Dataset excerpts:

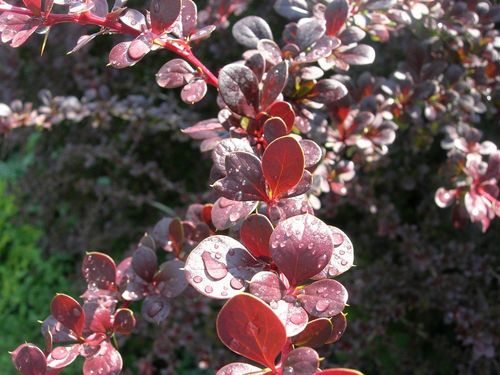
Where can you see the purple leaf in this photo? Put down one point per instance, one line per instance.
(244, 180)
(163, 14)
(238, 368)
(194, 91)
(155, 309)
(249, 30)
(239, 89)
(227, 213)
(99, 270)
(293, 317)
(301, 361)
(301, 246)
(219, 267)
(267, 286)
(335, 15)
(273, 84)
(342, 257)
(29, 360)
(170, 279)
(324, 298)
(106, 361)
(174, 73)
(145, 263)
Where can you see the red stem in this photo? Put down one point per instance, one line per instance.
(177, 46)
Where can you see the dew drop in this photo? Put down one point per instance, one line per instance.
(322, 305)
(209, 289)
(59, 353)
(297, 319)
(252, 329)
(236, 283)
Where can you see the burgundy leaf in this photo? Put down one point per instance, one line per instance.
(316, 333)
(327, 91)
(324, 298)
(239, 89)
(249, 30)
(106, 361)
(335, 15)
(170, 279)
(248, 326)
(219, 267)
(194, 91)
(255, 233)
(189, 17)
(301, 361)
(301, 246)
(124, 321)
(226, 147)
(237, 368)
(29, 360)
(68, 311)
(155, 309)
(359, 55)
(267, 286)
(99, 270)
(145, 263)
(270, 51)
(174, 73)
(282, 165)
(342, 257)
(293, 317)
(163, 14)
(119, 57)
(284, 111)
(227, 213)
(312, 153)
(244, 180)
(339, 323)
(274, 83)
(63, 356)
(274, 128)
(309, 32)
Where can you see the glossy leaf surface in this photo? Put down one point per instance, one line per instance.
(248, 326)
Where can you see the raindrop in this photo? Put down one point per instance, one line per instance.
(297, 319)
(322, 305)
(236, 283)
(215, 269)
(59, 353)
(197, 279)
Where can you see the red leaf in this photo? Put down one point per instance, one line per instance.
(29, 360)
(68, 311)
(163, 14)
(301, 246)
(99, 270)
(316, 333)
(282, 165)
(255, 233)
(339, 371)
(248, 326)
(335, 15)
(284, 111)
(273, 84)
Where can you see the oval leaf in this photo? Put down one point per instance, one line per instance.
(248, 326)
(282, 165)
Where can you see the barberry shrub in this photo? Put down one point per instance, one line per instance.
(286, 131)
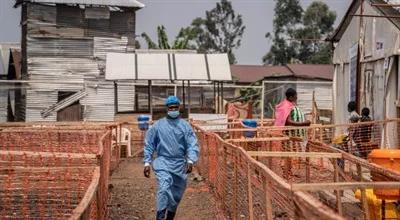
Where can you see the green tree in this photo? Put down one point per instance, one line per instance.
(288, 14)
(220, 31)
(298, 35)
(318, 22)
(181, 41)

Instruction:
Pictures in the records above are not copied; print everything else exactly.

Exercise solution:
Where can you see the purple leaf in this photo? Put down one point per instance, one line per instance.
(244, 180)
(163, 14)
(238, 368)
(194, 91)
(155, 309)
(249, 30)
(239, 89)
(227, 213)
(99, 270)
(293, 317)
(301, 361)
(301, 246)
(219, 267)
(267, 286)
(335, 15)
(273, 84)
(342, 257)
(29, 360)
(170, 279)
(324, 298)
(106, 361)
(174, 73)
(145, 263)
Where can you see the red stem in this photo? Put down one point per instance, one line per instance.
(177, 46)
Where can you see the dew drop in this photo? Put down one point per instance, one line per instance.
(322, 305)
(209, 289)
(59, 353)
(297, 319)
(252, 329)
(236, 283)
Where can you see the burgundy leaf in this photo? Put down one point per instance, one line per instance.
(316, 333)
(327, 91)
(324, 298)
(239, 89)
(249, 30)
(106, 361)
(335, 15)
(170, 279)
(248, 326)
(219, 267)
(194, 91)
(255, 233)
(189, 17)
(301, 361)
(301, 246)
(124, 321)
(226, 147)
(237, 368)
(29, 360)
(68, 311)
(155, 309)
(359, 55)
(267, 286)
(99, 270)
(145, 263)
(270, 51)
(174, 73)
(282, 165)
(342, 257)
(293, 317)
(163, 14)
(119, 57)
(284, 111)
(227, 213)
(312, 153)
(244, 180)
(339, 323)
(274, 83)
(63, 356)
(274, 128)
(309, 32)
Where can you see the glossy leaf surface in this photo? Put down one point per instance, one line per instance.
(248, 326)
Where can you see the raindrop in this photo? Put down one point per instance, one line per instance.
(297, 319)
(322, 305)
(236, 283)
(215, 269)
(59, 353)
(197, 279)
Where can you see the red leaf in this photo? Put down one point per instance, one line per instance.
(29, 360)
(68, 311)
(163, 14)
(301, 246)
(99, 270)
(316, 333)
(282, 165)
(255, 233)
(339, 371)
(248, 326)
(335, 15)
(284, 111)
(273, 84)
Where can you see the oval leaf in this photo? Put down one point per instance, one line per instance.
(248, 326)
(282, 165)
Where can you see the barberry shrub in this photo? Put down one point per instance, one line per instance.
(286, 131)
Where can you see the green tree in this photo? Put down one point per instance, one line per instance.
(288, 14)
(220, 31)
(298, 35)
(318, 22)
(181, 41)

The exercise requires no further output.